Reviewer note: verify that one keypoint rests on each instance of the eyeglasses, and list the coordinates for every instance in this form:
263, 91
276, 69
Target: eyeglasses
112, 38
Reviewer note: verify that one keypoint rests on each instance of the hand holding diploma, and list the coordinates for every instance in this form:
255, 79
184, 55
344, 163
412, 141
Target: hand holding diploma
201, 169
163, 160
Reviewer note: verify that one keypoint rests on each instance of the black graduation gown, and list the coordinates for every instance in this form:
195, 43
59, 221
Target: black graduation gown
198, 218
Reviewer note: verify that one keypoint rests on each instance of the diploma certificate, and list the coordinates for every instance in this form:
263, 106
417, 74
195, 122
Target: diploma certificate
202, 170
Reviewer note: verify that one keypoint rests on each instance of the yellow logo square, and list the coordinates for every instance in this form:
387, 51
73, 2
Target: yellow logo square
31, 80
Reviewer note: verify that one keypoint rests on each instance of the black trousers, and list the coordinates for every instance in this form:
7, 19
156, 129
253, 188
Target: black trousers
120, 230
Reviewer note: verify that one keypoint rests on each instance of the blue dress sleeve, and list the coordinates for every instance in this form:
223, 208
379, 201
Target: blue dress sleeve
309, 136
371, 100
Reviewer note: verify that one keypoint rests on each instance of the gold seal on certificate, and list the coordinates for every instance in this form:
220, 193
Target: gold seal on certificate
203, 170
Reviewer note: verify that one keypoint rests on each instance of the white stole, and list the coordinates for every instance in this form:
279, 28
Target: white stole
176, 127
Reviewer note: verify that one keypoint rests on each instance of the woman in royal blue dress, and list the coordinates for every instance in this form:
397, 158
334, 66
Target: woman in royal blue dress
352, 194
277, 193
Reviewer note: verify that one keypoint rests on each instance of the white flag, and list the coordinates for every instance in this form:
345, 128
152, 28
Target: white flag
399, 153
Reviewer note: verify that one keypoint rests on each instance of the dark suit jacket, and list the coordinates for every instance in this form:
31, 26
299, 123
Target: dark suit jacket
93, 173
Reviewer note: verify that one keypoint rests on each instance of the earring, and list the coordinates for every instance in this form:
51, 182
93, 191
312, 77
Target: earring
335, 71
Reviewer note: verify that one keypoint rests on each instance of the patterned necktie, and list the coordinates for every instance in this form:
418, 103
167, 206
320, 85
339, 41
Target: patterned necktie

========

— Task goal —
Repeat all of the material, exactly as it reads.

— Output for this task —
Reviewer note: verify that one keypoint rests on each instance of the eyeglasses, and list the coordinates for every instance in this form:
263, 91
276, 69
Target: eyeglasses
112, 38
Reviewer note: verify that one keypoint rests on each instance of the hand holding diploma, and list the coordinates for every instance in this form:
255, 79
184, 55
344, 163
412, 141
Target: hand holding diploma
201, 169
163, 160
Reviewer note: verify that one keypoint rests on each instance of the black graduation gown, and list the coordinates for every instance in this form:
195, 43
59, 221
Target: black graduation gown
198, 218
Reviewer note: verify that one keypoint rests on each instance of the diploma certificate, and list the coordinates for every instance in this form:
263, 106
417, 74
195, 122
Target: diploma certificate
202, 170
Reviewer note: verify that one keypoint rests on each instance of the yellow logo square, and list the coordinates for every instance in this form:
387, 51
73, 2
Target: yellow logo square
31, 80
Reviewer note: verify that one keypoint rests on each instance of the black trousers, and list the coordinates for every instance in this form:
7, 19
156, 129
253, 188
Target: black trousers
120, 230
Reviewer note: verify that one keypoint rests on each instance of the blue dress sleeve, and list the coordinates for every instance in this form:
223, 208
379, 201
Target: blue dress sleeve
309, 136
371, 100
Reviewer note: verify that one keypoint rests on each instance of the gold seal on certificate, and list the coordinates for every instance in this form:
220, 193
Target: gold seal on certificate
203, 170
Reviewer note: verify that one keypoint rests on each instance of the white stole, and list the coordinates for every instance in this form:
279, 28
Target: white stole
176, 127
Reviewer note: verify that one keypoint rests on each instance of the woman in royal blue dress, and list the coordinates for every instance in this form:
397, 158
334, 66
Target: woman in royal blue dress
352, 194
277, 193
Reviewer note: verify that one keypoint rests on each instance of the white flag, and list the coordinates for every instance in this form:
345, 128
152, 28
Target: white flag
399, 153
Reviewer note: verify that one keypoint rests on each instance of the dark suit jacket, and list the coordinates for every instance in this form:
31, 26
299, 123
Target: dark suit jacket
93, 173
Reviewer note: verify that one keypoint rests on each instance of the earring, and list the coordinates for every instance in this form:
51, 182
93, 191
312, 77
Target: earring
335, 71
Reviewer note: verify that one keypoint rests on each instance of the patterned necktie, and list the coordinates for every instance in this form:
418, 103
167, 206
320, 85
339, 41
Target: patterned necktie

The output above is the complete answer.